#### Your assignment
Each line from the one containing "Provide the mask of every instance of the **man" through the last line of the records below is to be repeated as written, with nothing added.

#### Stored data
◆ ◆ ◆ ◆ ◆ ◆ ◆

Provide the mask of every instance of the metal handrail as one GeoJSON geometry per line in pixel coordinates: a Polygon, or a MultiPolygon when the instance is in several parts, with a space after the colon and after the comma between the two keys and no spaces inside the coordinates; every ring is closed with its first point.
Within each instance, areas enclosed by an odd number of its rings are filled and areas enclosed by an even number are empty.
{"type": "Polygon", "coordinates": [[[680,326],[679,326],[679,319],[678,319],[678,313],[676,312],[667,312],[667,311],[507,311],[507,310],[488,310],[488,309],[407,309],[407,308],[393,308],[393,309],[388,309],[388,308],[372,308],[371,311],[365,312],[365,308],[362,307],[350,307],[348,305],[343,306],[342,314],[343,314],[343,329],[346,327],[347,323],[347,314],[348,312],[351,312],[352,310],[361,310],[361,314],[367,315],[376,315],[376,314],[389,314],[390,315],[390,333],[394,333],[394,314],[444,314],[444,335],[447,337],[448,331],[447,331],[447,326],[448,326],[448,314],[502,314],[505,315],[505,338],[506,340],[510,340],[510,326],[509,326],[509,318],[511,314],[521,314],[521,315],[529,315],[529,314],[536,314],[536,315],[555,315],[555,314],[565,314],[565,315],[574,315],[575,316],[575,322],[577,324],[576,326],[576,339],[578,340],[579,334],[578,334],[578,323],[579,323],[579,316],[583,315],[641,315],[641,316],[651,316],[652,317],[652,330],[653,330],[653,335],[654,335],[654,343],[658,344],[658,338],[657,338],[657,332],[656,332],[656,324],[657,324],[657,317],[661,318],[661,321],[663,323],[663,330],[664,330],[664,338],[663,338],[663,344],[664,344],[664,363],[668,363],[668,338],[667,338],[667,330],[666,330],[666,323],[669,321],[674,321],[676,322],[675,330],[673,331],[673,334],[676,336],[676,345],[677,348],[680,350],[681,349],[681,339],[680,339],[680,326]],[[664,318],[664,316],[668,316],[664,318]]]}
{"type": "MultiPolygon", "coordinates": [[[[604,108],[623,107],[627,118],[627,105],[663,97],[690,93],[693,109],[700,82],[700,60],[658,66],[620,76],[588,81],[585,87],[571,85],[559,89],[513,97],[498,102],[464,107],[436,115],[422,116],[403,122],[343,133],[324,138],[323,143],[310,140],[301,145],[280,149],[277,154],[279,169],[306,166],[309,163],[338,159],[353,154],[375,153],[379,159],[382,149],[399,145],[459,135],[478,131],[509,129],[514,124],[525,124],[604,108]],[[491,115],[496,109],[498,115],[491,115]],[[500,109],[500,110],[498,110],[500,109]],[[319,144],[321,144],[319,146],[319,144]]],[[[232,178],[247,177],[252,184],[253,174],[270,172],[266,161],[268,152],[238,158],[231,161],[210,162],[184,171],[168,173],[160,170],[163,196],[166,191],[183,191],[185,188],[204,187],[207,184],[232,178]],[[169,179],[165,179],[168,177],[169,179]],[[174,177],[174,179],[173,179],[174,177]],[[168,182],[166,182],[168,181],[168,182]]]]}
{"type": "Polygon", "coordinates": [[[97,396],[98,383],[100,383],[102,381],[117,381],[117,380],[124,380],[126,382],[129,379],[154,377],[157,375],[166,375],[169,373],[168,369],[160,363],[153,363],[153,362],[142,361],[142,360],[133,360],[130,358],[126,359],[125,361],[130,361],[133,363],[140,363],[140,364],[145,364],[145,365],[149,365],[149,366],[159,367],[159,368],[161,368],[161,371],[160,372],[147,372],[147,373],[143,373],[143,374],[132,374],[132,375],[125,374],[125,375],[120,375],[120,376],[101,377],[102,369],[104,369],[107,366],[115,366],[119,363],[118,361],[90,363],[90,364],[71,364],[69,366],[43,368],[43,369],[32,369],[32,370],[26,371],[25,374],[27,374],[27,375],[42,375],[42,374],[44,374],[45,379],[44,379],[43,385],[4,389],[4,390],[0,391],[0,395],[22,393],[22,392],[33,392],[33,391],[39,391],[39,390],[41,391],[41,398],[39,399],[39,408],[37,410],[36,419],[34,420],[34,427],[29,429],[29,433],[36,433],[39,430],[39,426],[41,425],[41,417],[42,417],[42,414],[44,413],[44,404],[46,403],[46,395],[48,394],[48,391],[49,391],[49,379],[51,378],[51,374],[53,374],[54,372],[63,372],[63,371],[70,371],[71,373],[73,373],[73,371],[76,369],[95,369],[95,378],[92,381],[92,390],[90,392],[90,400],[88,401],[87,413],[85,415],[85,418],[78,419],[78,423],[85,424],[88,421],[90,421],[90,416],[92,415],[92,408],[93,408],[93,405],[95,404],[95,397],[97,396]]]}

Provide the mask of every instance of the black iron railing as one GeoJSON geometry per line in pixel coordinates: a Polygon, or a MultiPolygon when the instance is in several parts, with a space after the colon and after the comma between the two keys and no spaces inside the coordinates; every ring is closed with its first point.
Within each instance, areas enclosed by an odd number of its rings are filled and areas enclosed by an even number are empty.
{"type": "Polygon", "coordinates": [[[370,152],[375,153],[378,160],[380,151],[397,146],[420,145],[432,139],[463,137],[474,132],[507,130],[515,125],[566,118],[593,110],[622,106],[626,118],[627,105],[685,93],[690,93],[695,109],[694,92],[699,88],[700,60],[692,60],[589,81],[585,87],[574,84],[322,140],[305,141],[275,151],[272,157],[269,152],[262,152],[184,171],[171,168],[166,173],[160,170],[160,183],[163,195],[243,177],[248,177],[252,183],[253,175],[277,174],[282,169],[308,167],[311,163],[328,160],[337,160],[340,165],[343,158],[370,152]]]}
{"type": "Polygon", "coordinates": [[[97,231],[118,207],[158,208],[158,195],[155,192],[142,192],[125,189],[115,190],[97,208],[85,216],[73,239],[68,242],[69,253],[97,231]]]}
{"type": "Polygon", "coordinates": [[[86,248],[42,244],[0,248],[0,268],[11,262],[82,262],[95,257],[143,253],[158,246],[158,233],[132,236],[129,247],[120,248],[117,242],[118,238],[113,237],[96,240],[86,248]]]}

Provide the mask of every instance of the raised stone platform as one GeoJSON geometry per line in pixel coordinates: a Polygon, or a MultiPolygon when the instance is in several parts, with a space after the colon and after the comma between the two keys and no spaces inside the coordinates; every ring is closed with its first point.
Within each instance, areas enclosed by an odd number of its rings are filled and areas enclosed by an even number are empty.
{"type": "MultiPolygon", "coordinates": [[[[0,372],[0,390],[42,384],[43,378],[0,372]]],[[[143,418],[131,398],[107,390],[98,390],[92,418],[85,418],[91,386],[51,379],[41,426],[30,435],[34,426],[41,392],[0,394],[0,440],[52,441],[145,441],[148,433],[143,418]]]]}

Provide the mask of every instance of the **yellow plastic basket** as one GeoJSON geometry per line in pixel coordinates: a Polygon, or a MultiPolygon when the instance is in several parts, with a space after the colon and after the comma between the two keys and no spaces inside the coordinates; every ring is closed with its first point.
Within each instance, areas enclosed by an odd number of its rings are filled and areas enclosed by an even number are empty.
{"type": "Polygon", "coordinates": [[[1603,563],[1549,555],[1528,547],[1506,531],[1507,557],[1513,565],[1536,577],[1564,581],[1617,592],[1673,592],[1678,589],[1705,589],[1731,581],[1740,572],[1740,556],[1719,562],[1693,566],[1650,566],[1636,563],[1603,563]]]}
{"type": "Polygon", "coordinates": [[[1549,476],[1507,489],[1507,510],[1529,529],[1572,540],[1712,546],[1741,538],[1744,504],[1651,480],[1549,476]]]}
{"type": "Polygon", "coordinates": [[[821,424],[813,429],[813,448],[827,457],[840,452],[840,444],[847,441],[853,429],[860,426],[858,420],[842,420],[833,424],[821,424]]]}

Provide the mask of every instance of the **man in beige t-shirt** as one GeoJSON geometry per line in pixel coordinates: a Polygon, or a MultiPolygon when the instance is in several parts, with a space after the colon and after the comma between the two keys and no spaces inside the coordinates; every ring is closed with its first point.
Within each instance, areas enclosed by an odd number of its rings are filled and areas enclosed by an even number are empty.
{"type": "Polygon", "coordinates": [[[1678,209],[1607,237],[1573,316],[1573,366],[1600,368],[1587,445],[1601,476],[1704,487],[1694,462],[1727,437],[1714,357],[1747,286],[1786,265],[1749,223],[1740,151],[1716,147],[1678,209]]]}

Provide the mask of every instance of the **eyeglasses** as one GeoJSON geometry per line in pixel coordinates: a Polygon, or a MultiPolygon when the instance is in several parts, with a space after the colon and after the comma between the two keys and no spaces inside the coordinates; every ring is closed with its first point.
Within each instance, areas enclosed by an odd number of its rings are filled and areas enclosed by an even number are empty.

◆ ◆ ◆ ◆ ◆ ◆ ◆

#### The answer
Provide the mask of every instance of the **man in beige t-shirt** as one GeoJSON geometry per line in pixel coordinates: a Polygon, or a MultiPolygon when the instance is in several parts, with a space after the colon and after the comma between the two keys and no spaces inside the coordinates; every ring is closed with its first point.
Within each instance, areas enclosed by an odd number of its rings are filled and areas enclosed by an even number are empty.
{"type": "Polygon", "coordinates": [[[1678,209],[1607,237],[1573,316],[1573,366],[1600,368],[1587,445],[1601,476],[1704,487],[1694,462],[1727,437],[1714,357],[1747,286],[1786,265],[1749,223],[1740,151],[1716,147],[1678,209]]]}

Provide the mask of every instance of the **eyeglasses** as one GeoJSON geometry per line in pixel coordinates: a Polygon, or a MultiPolygon when the instance is in several parts, with a space after the colon and after the comma between the two keys and no spaces inside the coordinates; every ring is closed with its first point.
Within each instance, areas enclosed by an odd number of its rings are filled and areas enclosed by an even number are empty.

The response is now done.